• **Data to process**:

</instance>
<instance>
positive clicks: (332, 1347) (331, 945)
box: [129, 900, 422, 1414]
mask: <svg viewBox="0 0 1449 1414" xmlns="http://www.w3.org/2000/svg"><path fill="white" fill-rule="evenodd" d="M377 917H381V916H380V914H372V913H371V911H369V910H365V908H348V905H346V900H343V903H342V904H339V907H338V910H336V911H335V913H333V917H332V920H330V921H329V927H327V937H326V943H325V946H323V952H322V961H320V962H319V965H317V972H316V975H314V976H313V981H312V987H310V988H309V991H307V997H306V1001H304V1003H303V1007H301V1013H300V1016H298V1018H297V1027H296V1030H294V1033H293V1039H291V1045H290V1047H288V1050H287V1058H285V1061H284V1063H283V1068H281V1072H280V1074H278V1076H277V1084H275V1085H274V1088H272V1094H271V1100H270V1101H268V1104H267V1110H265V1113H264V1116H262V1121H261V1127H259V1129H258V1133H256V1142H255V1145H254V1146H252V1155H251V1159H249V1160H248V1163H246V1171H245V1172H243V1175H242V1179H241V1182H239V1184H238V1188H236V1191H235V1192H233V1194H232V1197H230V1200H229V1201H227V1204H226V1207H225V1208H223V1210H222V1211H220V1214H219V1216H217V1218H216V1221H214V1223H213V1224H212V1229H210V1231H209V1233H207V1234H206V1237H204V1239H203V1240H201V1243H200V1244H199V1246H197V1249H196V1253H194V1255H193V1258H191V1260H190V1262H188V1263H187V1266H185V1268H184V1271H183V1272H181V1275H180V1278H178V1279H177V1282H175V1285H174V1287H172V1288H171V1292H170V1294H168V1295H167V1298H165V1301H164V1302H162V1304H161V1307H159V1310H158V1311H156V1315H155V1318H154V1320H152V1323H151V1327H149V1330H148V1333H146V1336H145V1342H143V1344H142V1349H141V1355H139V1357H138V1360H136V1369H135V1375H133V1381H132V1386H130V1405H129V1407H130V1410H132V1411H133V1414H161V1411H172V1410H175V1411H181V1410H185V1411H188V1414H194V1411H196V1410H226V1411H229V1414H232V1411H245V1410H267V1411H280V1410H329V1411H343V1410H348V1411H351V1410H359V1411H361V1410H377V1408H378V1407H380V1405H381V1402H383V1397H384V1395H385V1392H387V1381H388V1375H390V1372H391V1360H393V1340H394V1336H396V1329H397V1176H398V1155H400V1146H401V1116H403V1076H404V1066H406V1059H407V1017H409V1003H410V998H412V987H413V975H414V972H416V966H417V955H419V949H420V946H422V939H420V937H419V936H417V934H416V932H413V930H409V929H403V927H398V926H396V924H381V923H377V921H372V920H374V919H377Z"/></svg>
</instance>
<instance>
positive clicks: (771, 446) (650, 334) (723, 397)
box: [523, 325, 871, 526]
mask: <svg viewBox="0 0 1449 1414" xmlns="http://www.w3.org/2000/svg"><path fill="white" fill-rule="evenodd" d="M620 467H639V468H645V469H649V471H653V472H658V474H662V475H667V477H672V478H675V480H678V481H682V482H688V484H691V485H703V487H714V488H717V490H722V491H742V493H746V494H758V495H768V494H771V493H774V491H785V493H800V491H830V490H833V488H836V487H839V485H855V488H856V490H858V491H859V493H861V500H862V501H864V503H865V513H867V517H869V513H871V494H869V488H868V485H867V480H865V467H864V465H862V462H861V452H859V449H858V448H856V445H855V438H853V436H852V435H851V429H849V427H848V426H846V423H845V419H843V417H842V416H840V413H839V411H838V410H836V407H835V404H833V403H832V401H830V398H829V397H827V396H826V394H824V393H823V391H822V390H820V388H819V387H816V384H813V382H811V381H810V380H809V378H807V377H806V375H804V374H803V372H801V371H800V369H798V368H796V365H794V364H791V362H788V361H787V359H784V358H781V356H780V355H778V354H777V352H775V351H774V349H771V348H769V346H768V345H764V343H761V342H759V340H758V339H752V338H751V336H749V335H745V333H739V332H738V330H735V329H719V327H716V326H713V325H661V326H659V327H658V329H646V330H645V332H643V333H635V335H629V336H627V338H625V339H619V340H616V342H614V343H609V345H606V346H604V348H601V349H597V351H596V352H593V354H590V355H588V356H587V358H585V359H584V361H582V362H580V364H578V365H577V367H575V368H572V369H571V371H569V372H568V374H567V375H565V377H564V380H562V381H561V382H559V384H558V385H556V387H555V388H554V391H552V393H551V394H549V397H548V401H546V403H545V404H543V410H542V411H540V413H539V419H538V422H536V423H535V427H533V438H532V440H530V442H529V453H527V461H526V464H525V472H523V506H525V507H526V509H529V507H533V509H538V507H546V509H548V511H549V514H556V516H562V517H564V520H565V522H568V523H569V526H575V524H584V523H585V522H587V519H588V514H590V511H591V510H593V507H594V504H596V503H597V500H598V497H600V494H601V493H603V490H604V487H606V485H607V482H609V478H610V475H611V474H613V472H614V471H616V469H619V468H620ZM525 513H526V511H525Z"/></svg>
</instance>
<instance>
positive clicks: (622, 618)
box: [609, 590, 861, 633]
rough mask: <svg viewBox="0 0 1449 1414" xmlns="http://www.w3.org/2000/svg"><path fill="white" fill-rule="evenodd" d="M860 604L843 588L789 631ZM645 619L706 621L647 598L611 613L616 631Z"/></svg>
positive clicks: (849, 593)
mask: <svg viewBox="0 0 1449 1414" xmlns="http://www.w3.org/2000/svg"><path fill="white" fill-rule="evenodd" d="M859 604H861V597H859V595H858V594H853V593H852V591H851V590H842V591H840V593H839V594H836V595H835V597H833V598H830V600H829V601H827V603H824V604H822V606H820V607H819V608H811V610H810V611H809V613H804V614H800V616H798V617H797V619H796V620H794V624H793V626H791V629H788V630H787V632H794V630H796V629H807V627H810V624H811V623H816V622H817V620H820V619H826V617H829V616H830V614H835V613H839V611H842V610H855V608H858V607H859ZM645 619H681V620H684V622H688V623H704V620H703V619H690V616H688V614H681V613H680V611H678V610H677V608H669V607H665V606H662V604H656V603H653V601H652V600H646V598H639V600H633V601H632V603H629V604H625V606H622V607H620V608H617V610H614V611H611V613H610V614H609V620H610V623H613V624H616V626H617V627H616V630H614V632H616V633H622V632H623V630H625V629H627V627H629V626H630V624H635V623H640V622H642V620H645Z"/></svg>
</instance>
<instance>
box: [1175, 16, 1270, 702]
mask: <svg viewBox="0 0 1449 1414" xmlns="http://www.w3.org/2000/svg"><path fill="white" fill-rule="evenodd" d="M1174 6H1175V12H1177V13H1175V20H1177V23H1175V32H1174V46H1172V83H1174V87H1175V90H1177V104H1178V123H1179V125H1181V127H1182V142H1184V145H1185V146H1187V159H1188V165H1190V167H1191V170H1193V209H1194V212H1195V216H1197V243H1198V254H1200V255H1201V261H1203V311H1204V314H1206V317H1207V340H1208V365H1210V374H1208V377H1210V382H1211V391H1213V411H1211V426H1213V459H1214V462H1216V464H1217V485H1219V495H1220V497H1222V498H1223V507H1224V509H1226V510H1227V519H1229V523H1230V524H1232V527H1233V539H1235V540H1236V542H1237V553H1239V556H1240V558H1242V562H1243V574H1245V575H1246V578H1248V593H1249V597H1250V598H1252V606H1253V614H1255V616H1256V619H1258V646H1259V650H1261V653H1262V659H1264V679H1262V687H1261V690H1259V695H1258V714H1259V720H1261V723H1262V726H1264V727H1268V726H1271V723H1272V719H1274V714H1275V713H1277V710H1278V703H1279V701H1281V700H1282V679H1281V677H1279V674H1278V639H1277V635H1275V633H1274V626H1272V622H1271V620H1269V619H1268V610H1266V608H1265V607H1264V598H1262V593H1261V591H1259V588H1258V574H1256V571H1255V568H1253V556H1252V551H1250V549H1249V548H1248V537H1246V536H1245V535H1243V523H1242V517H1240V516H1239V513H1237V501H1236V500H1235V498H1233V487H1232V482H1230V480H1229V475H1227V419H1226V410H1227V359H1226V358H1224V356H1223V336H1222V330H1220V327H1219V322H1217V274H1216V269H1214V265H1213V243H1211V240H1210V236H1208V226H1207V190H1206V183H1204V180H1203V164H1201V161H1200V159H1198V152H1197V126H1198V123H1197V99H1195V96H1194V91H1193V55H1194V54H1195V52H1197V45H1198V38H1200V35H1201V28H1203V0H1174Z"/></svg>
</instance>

• **Directive**: Repeat the entries above from the start through the line containing "box: [129, 900, 422, 1414]", including that line.

• **Exercise output**:
</instance>
<instance>
positive clicks: (332, 1347) (331, 945)
box: [129, 900, 422, 1414]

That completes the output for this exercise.